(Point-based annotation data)
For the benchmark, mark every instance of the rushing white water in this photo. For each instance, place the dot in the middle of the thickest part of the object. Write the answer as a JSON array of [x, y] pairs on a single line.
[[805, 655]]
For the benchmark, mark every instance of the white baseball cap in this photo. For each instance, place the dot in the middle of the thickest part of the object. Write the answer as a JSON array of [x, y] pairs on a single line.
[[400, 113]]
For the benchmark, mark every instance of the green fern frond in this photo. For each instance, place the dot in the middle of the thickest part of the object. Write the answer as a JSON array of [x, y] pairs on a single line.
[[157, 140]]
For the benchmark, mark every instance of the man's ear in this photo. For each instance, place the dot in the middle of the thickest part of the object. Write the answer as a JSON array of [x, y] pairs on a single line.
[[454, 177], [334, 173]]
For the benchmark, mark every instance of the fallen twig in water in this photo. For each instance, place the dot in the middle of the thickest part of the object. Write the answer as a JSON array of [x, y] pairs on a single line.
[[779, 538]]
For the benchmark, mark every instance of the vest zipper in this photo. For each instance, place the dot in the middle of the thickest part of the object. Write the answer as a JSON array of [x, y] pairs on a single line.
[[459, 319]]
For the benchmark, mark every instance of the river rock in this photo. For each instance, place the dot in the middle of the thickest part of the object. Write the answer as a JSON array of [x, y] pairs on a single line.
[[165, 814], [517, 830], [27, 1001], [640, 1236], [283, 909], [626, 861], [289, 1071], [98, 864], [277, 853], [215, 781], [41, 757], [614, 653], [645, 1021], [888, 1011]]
==
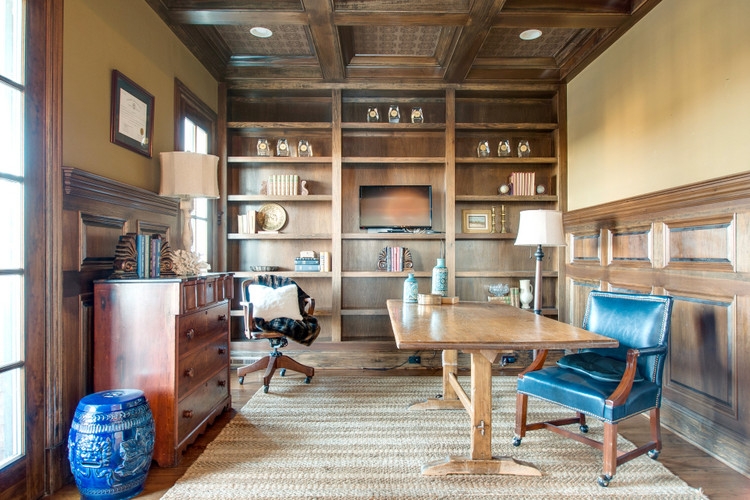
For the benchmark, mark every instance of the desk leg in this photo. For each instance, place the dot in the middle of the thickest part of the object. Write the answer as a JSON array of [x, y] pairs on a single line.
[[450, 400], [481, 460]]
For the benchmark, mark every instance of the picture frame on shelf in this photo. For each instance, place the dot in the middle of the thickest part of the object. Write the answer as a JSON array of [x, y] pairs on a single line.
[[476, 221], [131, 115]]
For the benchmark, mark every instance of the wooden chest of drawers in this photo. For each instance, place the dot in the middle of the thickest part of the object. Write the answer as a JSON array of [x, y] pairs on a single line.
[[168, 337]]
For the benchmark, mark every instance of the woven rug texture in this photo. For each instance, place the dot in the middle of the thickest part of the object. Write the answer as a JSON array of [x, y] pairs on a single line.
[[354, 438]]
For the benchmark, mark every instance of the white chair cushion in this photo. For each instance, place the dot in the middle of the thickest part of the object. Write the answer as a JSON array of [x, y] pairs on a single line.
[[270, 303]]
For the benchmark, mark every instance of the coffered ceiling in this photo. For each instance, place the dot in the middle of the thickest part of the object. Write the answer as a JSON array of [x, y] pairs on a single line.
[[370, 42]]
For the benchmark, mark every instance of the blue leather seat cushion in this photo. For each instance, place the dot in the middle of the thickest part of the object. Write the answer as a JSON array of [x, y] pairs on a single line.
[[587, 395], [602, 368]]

Written request: Please turn the listing from the line with "For the benchmark, mark every instance of the blue" to the line with "[[587, 395], [602, 368]]" into a JSON list of strings, one string per line, leaving out blank lines.

Result of this task:
[
  "For the benchmark, mark every instance of the blue leather seat cushion in this photo. For each instance, place the dot in the middle of the thickest part of the object. Write the answer as a JSON array of [x, y] pairs on a single line.",
  "[[587, 395], [602, 368]]"
]